(Data for analysis Opens)
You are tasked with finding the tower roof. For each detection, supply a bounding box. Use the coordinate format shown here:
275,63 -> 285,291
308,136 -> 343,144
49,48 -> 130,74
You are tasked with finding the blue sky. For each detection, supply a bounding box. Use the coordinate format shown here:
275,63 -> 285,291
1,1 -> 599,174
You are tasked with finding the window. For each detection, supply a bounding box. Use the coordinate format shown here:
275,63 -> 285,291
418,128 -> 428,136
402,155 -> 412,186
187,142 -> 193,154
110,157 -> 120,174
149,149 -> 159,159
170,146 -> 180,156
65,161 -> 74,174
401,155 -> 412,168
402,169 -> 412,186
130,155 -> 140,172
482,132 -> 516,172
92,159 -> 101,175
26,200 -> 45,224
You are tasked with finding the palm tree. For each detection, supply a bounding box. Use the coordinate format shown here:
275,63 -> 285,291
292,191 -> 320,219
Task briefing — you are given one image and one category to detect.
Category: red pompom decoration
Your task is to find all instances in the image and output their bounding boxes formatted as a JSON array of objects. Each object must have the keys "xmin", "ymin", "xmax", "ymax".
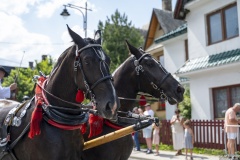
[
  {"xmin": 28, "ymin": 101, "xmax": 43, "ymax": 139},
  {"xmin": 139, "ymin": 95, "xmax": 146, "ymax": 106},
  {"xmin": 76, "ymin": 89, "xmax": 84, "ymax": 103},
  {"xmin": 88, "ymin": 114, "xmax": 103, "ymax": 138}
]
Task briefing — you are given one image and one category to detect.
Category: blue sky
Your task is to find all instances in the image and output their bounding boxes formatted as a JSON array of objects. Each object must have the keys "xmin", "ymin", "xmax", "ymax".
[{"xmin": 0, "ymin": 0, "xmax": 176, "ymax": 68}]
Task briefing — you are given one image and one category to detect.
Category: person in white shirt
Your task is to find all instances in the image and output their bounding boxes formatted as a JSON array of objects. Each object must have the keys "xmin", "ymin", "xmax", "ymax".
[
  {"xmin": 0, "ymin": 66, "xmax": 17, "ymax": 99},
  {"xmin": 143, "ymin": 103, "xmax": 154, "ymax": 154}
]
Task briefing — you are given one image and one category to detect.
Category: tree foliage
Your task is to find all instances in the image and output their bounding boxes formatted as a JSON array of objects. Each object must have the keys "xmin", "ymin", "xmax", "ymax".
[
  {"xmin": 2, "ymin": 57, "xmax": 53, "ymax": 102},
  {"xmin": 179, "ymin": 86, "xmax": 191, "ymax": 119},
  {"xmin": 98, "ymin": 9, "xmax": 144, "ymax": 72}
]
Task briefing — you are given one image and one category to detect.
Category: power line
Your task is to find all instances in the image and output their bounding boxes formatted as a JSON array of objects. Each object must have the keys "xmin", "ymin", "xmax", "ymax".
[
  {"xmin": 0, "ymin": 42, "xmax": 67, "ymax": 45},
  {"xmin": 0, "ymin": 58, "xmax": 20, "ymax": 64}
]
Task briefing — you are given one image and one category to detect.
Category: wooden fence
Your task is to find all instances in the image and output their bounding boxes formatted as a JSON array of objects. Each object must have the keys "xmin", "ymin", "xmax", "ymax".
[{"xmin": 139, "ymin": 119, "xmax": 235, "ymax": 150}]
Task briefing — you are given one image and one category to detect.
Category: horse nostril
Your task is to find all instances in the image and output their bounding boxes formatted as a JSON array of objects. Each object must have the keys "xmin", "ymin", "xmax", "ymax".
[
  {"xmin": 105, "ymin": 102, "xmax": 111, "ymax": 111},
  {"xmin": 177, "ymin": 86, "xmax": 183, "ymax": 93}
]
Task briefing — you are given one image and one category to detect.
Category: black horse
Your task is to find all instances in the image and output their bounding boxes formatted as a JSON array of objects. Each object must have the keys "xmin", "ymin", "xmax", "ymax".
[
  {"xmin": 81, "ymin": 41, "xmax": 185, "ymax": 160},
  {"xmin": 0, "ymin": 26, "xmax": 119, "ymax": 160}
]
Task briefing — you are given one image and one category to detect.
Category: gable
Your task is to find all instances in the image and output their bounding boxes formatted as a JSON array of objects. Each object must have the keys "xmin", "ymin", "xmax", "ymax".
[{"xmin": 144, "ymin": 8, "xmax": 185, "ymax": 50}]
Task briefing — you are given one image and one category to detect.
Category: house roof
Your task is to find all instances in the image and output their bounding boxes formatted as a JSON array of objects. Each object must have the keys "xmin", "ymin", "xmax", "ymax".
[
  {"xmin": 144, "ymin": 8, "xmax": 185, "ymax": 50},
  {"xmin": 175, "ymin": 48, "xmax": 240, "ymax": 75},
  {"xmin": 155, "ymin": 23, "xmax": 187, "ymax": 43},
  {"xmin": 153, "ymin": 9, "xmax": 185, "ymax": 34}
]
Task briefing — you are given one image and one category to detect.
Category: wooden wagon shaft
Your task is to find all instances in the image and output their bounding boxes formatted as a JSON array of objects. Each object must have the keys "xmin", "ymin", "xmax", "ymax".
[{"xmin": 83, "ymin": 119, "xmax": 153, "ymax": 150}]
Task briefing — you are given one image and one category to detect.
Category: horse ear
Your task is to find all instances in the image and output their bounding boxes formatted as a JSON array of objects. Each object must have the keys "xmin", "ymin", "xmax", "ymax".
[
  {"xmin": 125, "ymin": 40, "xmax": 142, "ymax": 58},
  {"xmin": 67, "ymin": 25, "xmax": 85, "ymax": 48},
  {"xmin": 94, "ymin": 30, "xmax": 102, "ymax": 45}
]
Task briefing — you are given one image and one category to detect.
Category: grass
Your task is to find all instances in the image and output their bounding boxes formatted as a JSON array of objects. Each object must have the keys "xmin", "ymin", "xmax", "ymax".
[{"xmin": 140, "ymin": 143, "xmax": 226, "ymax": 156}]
(Data for analysis Closes)
Your task is to find each line in the entries that contains the string "blue" and copy it.

Task output:
You are tasked with finding the blue sky. For each detection, supply a bounding box. Use the coordinate format shown here:
Category: blue sky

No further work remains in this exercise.